→ **Passage fourni**:
Une seconde phase de gravure, plus saillante au passage du doigt et faite avec un poinçon différent, semble plus récente. Cette fois-ci, gravée avec plus de renseignements sur le parcours de Mimi, il note à gauche « Zvodau Ravensbrück » et à droite « Avions Siebel K.L. Juifs-Berga ». Après son internement à Chalon-sur-Saône et Romainville, Emilienne est déportée à Ravensbrück puis au kommando de travail de Zwodau près de Falkenau où elle fabriquait des composants électriques d’aviation pour l’entreprise Siemens. Quant à Henri, après Chalon-sur-Saône et Compiègne, il découvre l’enfer concentrationnaire à Buchenwald au kommando de Halle où il construit des éléments d’avions pour la firme Siebel. Ensuite, il est transféré au kommando Berga-Elster qui fabrique de l’essence synthétique pour Zeitz. Parmi les déportés de ce camp, se trouvaient des Juifs d’où la gravure K.L (KonzentrationLager) Juifs-Berga.

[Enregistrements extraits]
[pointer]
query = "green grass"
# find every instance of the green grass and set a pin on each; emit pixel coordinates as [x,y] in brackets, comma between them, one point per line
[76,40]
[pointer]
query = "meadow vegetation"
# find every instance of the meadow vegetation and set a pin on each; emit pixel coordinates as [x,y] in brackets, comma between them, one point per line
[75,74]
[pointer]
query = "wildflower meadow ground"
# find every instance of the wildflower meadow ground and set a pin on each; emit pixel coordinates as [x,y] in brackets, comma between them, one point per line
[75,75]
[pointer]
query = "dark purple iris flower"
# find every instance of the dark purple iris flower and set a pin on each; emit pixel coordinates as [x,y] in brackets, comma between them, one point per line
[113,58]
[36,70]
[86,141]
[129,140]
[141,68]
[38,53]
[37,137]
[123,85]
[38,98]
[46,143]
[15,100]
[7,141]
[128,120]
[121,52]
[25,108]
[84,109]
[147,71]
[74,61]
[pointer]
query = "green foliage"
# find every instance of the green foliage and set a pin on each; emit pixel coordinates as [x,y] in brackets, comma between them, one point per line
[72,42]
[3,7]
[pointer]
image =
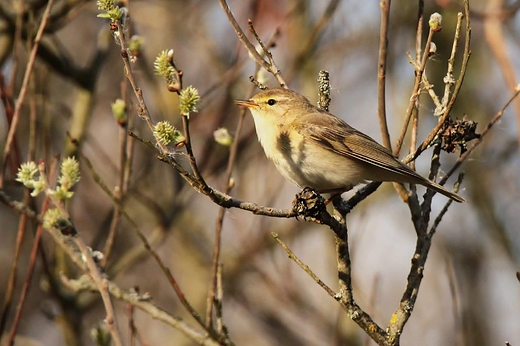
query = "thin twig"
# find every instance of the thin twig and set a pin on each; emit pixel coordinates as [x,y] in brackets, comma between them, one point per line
[479,140]
[305,267]
[23,89]
[101,282]
[269,66]
[465,58]
[32,264]
[381,80]
[415,94]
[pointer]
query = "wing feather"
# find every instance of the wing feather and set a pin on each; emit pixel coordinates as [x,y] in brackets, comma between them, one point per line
[334,134]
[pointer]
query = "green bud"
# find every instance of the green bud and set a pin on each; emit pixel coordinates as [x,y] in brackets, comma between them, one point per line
[119,111]
[435,22]
[166,133]
[223,137]
[189,98]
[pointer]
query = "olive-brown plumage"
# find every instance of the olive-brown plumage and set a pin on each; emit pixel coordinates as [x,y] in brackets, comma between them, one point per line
[311,147]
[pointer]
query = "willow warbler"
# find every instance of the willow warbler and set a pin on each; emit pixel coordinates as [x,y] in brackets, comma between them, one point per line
[311,147]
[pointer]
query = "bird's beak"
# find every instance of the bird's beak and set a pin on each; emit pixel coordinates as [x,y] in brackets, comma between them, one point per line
[246,103]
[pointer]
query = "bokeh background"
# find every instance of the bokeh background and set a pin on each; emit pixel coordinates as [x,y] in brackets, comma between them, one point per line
[470,294]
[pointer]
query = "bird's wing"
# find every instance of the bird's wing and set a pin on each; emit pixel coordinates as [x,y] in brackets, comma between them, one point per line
[332,133]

→ **Consigne 1**: D'après le passage fourni, pour quelle firme Henri construisait-il des éléments d'avions au kommando de Halle ?
→ **Consigne 2**: Énumérez, dans l'ordre du passage fourni, tous les lieux d'internement et de déportation par lesquels passe Henri.

→ **Résultat correct 1**: Pour la firme Siebel.

→ **Résultat correct 2**: Chalon-sur-Saône, Compiègne, Buchenwald (kommando de Halle), kommando Berga-Elster.